The film was expected to be a hit, with real life married couple, Hawke and Thurman at the helm. But it was Law who was the most remembered from the film. To help immerse himself into his character, Law would move around the set in a wheelchair to get accustomed to his character’s immobility.
While it wasn’t a blockbuster hit, Jude Law gave a performance worth remembering, and gave us a little taste of what he is capable of.
The Talented Mr. Ripley (1999)
Jude Law’s next powerful supporting role was as Dickie Greenleaf in The Talented Mr. Ripley, a film that was greatly received and made Law a household name. Starring opposite Matt Damon and Gwyneth Paltrow, Law holds his own as a narcissist with a secret. Like Gattaca, The Talented Mr. Ripley also deals with identity theft. I guess what we can quickly conclude is everyone wants to be Jude Law!
Tom Ripley, played by Matt Damon, is summoned by Dickie’s father with the task of going to Italy and trying to coax Dickie to come back to the United States. Ripley acts as if he knows Dickie and spins numerous lies until they become close friends. There is a fall out and Ripley tries to assume Dickie’s identity. If you haven’t seen the film, I won’t give it away, but I urge you to see it quickly.
Damon was the leading man of the film, and a general leading man in Hollywood at that time. But Law was the charismatic character of the film that stole the attention from Damon anytime they were on screen together. And, let’s be honest, who doesn’t want to watch a movie where Jude Law dons white pants while sitting on a boat in the Mediterranean?!
Cold Mountain (2003)
Cold Mountain reunited Jude Law with the director of The Talented Mr. Ripley, Anthony Minghella. Set in Civil War time, Law plays Inman, a soldier who deserts the war to get home to his love Ada, played by Nicole Kidman. The film is beautifully shot and strives to show its viewers the absolute horror of war.
Inman and Ada don’t have a lot of interaction with each other before Inman leaves, but there is a haunting connection where they both know they belong together. They write to one another while he is gone, and it is a typical love story that deals with longing and obstacles. What makes the film great, in my opinion, is how it shows other sides to the typical Civil War narrative. Ada meets with Ruby, played by Renee Zellweger, and their relationship paints a different narrative for women in the south. They were not damsels, they were doers. There is also an uncomfortable realness to the battles that Law‘s character Inman in subject to. While we will never know what it was like to be alive during the Civil War, Cold Mountain gives us a glimpse of how difficult life truly was.
━━━━━━━━━━━━━━━━━━━━
> Required work
In the text on Jude Law's films, turn the paragraph that begins "Cold Mountain reunited Jude Law" into a short bulleted list that keeps its main facts.

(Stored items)
━━━━━━━━━━━━━━━━━━━━
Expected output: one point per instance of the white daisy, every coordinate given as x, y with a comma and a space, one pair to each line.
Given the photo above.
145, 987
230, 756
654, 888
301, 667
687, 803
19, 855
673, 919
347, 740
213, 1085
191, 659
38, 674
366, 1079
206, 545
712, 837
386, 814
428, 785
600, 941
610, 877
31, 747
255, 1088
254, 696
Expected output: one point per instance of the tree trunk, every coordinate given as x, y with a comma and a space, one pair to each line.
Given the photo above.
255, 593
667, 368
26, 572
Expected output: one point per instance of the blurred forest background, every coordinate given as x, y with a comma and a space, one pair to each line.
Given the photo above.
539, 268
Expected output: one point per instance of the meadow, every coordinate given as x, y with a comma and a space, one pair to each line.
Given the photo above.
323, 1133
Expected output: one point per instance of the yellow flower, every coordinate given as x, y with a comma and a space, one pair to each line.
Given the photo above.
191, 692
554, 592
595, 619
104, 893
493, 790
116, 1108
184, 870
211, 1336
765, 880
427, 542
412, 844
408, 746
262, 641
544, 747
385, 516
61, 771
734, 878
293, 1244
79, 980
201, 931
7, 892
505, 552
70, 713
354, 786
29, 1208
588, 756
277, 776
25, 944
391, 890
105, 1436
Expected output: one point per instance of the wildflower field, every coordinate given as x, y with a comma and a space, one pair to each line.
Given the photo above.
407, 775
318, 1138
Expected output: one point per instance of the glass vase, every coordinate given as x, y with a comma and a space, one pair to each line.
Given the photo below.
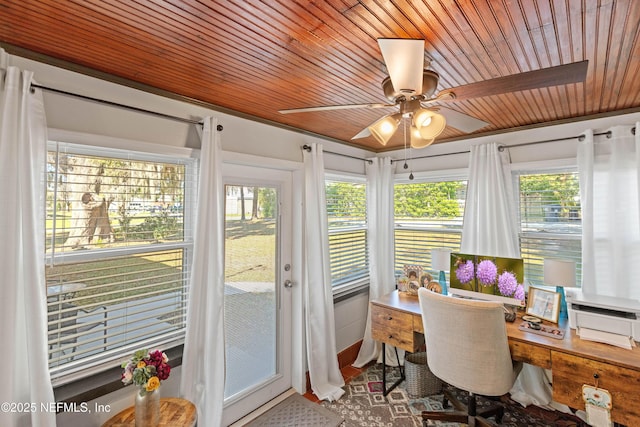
147, 409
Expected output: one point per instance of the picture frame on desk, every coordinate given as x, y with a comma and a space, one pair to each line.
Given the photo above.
543, 304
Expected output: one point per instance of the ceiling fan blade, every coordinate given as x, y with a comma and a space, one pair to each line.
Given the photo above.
460, 121
363, 133
334, 107
404, 59
553, 76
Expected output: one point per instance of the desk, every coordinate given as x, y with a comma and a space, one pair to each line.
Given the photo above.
396, 320
174, 412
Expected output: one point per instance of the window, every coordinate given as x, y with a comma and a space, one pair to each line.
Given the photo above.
427, 215
118, 247
550, 220
347, 218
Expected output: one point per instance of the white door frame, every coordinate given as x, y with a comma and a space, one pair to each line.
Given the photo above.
236, 167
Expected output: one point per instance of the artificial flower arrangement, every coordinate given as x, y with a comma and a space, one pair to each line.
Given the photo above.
486, 273
146, 369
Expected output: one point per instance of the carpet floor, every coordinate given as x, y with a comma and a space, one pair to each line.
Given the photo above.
297, 411
364, 405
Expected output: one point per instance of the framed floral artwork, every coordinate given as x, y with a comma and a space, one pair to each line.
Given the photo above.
543, 304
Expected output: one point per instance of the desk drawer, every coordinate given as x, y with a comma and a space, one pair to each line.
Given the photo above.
528, 353
392, 327
570, 373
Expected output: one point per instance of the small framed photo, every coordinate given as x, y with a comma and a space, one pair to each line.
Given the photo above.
543, 304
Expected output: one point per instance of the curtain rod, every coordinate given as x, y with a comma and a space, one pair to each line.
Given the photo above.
502, 147
308, 148
115, 104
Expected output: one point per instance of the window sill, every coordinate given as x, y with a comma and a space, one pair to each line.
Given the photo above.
102, 383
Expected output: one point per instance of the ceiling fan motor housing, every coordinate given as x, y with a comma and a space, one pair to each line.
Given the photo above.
429, 84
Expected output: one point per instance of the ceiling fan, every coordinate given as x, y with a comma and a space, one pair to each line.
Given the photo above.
411, 88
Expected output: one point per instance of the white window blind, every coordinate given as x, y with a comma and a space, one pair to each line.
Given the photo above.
347, 226
550, 221
427, 215
118, 244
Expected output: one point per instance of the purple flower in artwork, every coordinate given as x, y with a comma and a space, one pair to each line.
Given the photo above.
464, 272
519, 293
486, 272
507, 283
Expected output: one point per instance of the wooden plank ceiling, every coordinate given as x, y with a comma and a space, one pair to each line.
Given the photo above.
257, 57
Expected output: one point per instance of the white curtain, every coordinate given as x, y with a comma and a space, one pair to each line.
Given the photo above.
203, 363
23, 318
380, 246
324, 371
490, 226
609, 195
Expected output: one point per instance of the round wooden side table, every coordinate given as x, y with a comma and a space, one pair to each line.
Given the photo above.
174, 412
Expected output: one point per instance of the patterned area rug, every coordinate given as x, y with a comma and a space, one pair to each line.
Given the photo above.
364, 405
297, 411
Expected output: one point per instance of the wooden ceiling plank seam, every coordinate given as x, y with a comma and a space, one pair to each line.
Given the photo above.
443, 59
336, 66
329, 15
512, 37
565, 46
342, 60
393, 29
602, 45
518, 17
614, 51
505, 49
534, 32
550, 33
135, 66
540, 37
621, 26
508, 101
482, 19
248, 61
453, 70
402, 18
563, 34
473, 49
576, 25
293, 69
553, 43
631, 87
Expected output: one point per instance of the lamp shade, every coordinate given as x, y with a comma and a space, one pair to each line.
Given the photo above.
383, 129
440, 259
416, 139
559, 272
429, 123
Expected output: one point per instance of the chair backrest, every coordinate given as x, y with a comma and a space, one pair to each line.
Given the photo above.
467, 344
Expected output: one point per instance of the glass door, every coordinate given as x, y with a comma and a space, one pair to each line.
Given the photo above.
257, 306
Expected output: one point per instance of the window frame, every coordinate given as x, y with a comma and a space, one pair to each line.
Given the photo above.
75, 382
360, 283
428, 177
557, 166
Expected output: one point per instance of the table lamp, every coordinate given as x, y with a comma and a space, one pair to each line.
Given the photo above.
560, 273
440, 261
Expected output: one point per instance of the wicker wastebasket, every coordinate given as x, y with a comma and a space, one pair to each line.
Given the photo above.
420, 380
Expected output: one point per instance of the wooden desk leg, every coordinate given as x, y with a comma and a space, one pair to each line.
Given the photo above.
384, 371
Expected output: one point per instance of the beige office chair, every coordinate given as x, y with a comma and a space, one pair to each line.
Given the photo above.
467, 348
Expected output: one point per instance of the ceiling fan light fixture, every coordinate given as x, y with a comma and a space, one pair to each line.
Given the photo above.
416, 139
429, 123
383, 129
━━━━━━━━━━━━━━━━━━━━
> Task output
- Cold Mountain brought Jude Law back together with Anthony Minghella, who directed The Talented Mr. Ripley.
- The story takes place during the Civil War.
- Law plays Inman, a soldier who deserts to return home to Ada, the woman he loves.
- Nicole Kidman plays Ada.
- The film is beautifully shot and tries to show viewers the full horror of war.